Gather and copy in full every line of the items below that contains the string "target". Case counts when matching.

<<<<

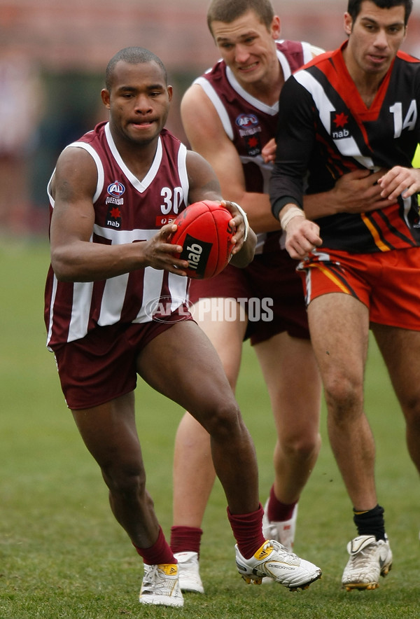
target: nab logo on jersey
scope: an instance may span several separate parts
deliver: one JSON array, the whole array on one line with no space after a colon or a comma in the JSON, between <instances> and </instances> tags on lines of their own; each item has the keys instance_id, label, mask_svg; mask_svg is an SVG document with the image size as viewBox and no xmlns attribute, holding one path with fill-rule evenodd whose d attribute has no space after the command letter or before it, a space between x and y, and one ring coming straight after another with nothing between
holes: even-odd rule
<instances>
[{"instance_id":1,"label":"nab logo on jersey","mask_svg":"<svg viewBox=\"0 0 420 619\"><path fill-rule=\"evenodd\" d=\"M120 197L120 196L122 195L125 191L125 187L122 183L118 183L118 181L114 181L113 183L111 183L111 185L108 186L108 189L106 190L110 195L113 195L114 197Z\"/></svg>"},{"instance_id":2,"label":"nab logo on jersey","mask_svg":"<svg viewBox=\"0 0 420 619\"><path fill-rule=\"evenodd\" d=\"M255 114L239 114L234 122L241 129L251 129L258 125L258 119Z\"/></svg>"},{"instance_id":3,"label":"nab logo on jersey","mask_svg":"<svg viewBox=\"0 0 420 619\"><path fill-rule=\"evenodd\" d=\"M349 116L344 112L331 112L331 137L332 139L342 139L349 137L350 132L346 129L349 123Z\"/></svg>"}]
</instances>

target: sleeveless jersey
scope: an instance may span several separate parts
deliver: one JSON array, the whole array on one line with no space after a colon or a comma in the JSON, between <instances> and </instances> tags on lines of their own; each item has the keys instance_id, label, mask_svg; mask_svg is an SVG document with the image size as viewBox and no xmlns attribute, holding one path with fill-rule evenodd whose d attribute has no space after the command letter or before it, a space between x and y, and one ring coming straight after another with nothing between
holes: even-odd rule
<instances>
[{"instance_id":1,"label":"sleeveless jersey","mask_svg":"<svg viewBox=\"0 0 420 619\"><path fill-rule=\"evenodd\" d=\"M167 130L161 132L153 162L141 181L121 159L108 123L99 123L66 148L84 148L96 163L92 243L148 240L188 204L187 149ZM50 202L52 214L50 195ZM63 282L50 267L45 295L48 346L54 349L83 338L97 325L144 323L167 315L186 302L188 281L146 267L101 281Z\"/></svg>"},{"instance_id":2,"label":"sleeveless jersey","mask_svg":"<svg viewBox=\"0 0 420 619\"><path fill-rule=\"evenodd\" d=\"M398 52L368 108L344 63L346 45L315 58L283 88L270 187L276 215L290 197L302 205L304 190L328 191L357 168L412 167L420 141L420 61ZM387 251L420 244L418 211L414 195L377 211L339 213L316 223L323 246Z\"/></svg>"},{"instance_id":3,"label":"sleeveless jersey","mask_svg":"<svg viewBox=\"0 0 420 619\"><path fill-rule=\"evenodd\" d=\"M285 80L312 58L307 43L279 41L276 45ZM224 60L217 62L194 83L200 84L213 103L226 134L238 152L246 191L268 193L272 165L265 163L261 150L276 134L279 102L267 105L249 95ZM281 235L281 232L258 235L256 253L278 251Z\"/></svg>"}]
</instances>

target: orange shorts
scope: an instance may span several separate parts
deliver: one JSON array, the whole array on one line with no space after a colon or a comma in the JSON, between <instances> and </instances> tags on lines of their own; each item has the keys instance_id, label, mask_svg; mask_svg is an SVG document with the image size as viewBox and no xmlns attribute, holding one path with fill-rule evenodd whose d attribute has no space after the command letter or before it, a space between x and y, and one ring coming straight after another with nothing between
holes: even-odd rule
<instances>
[{"instance_id":1,"label":"orange shorts","mask_svg":"<svg viewBox=\"0 0 420 619\"><path fill-rule=\"evenodd\" d=\"M420 247L374 253L323 248L298 270L307 305L341 292L364 303L371 322L420 331Z\"/></svg>"}]
</instances>

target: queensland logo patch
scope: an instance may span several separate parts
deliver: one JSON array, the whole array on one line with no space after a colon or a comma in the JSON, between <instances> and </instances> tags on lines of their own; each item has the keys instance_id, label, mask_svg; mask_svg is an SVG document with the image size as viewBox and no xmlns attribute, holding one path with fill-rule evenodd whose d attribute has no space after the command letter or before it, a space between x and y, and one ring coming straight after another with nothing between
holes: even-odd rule
<instances>
[{"instance_id":1,"label":"queensland logo patch","mask_svg":"<svg viewBox=\"0 0 420 619\"><path fill-rule=\"evenodd\" d=\"M106 190L108 195L105 204L108 205L106 221L105 225L108 228L121 228L121 209L120 207L124 204L122 194L125 191L125 187L122 183L114 181L108 186Z\"/></svg>"},{"instance_id":2,"label":"queensland logo patch","mask_svg":"<svg viewBox=\"0 0 420 619\"><path fill-rule=\"evenodd\" d=\"M188 268L193 269L198 276L202 277L212 246L213 243L206 243L187 234L179 257L181 260L188 260Z\"/></svg>"},{"instance_id":3,"label":"queensland logo patch","mask_svg":"<svg viewBox=\"0 0 420 619\"><path fill-rule=\"evenodd\" d=\"M114 181L113 183L111 183L111 185L108 186L106 191L110 195L113 195L114 197L120 197L120 196L122 195L125 191L125 187L122 183Z\"/></svg>"},{"instance_id":4,"label":"queensland logo patch","mask_svg":"<svg viewBox=\"0 0 420 619\"><path fill-rule=\"evenodd\" d=\"M239 127L241 137L245 142L248 154L255 157L261 152L261 125L255 114L239 114L235 119L235 125Z\"/></svg>"}]
</instances>

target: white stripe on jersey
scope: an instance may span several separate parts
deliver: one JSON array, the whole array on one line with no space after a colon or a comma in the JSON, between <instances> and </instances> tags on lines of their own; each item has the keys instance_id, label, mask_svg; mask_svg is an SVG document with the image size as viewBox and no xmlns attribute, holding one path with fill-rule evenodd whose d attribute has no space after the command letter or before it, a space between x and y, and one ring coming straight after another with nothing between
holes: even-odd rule
<instances>
[{"instance_id":1,"label":"white stripe on jersey","mask_svg":"<svg viewBox=\"0 0 420 619\"><path fill-rule=\"evenodd\" d=\"M375 166L373 161L370 157L365 157L362 155L354 137L342 137L338 139L334 139L332 137L331 112L336 110L319 82L308 71L298 71L295 74L295 79L312 97L318 109L321 122L341 154L344 157L353 157L368 169L374 169Z\"/></svg>"},{"instance_id":2,"label":"white stripe on jersey","mask_svg":"<svg viewBox=\"0 0 420 619\"><path fill-rule=\"evenodd\" d=\"M225 106L220 101L220 99L210 83L210 82L206 80L205 78L199 77L197 78L194 81L195 84L199 84L214 107L216 108L216 111L218 113L219 118L221 120L222 125L223 125L223 129L225 130L225 133L227 134L229 139L233 139L233 130L232 129L232 125L230 124L230 120L229 119L229 116Z\"/></svg>"}]
</instances>

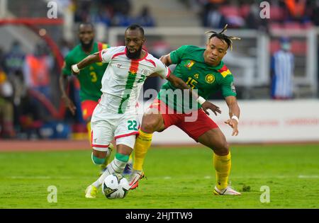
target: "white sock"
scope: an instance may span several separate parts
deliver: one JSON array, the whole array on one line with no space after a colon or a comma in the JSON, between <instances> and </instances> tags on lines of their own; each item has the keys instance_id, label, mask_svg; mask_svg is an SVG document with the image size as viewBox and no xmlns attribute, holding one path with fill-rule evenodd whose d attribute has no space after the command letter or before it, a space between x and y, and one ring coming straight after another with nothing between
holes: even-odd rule
<instances>
[{"instance_id":1,"label":"white sock","mask_svg":"<svg viewBox=\"0 0 319 223\"><path fill-rule=\"evenodd\" d=\"M114 173L121 173L123 171L124 171L124 168L125 167L126 164L127 162L123 162L121 161L119 161L116 158L114 158L114 159L106 166L106 169L104 173L103 173L103 174L99 178L99 179L93 183L92 185L96 188L99 188L102 185L105 178L108 175L111 175Z\"/></svg>"}]
</instances>

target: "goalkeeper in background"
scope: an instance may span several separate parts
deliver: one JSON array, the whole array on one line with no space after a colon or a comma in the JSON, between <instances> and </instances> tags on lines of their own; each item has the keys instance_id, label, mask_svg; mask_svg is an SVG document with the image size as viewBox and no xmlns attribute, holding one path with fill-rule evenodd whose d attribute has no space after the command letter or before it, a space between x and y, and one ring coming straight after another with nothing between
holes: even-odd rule
<instances>
[{"instance_id":1,"label":"goalkeeper in background","mask_svg":"<svg viewBox=\"0 0 319 223\"><path fill-rule=\"evenodd\" d=\"M67 96L65 91L68 84L68 76L72 75L71 66L82 61L89 55L100 52L103 49L108 48L107 44L94 41L94 27L92 23L82 23L79 27L79 39L80 44L74 47L65 57L62 74L60 76L60 88L62 92L62 98L65 106L74 115L75 107L74 103ZM86 122L89 133L89 139L91 142L91 118L95 107L99 103L99 99L102 95L101 88L101 80L106 69L108 64L97 62L91 64L81 72L81 75L77 75L80 84L79 97L81 101L81 108L84 120ZM113 149L111 144L110 149ZM132 159L125 167L125 173L130 173ZM101 172L106 167L108 159L101 162Z\"/></svg>"}]
</instances>

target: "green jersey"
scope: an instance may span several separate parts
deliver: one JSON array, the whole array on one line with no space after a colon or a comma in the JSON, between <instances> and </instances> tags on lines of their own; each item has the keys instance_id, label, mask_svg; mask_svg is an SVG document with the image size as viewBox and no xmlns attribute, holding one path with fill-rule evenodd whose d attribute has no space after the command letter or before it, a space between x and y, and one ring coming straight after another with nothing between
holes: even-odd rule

>>>>

▶ [Exercise response]
target: nab logo on jersey
target: sleeveless jersey
target: orange shorts
target: queensland logo patch
target: white stripe on jersey
target: "white sock"
target: "goalkeeper in background"
target: "green jersey"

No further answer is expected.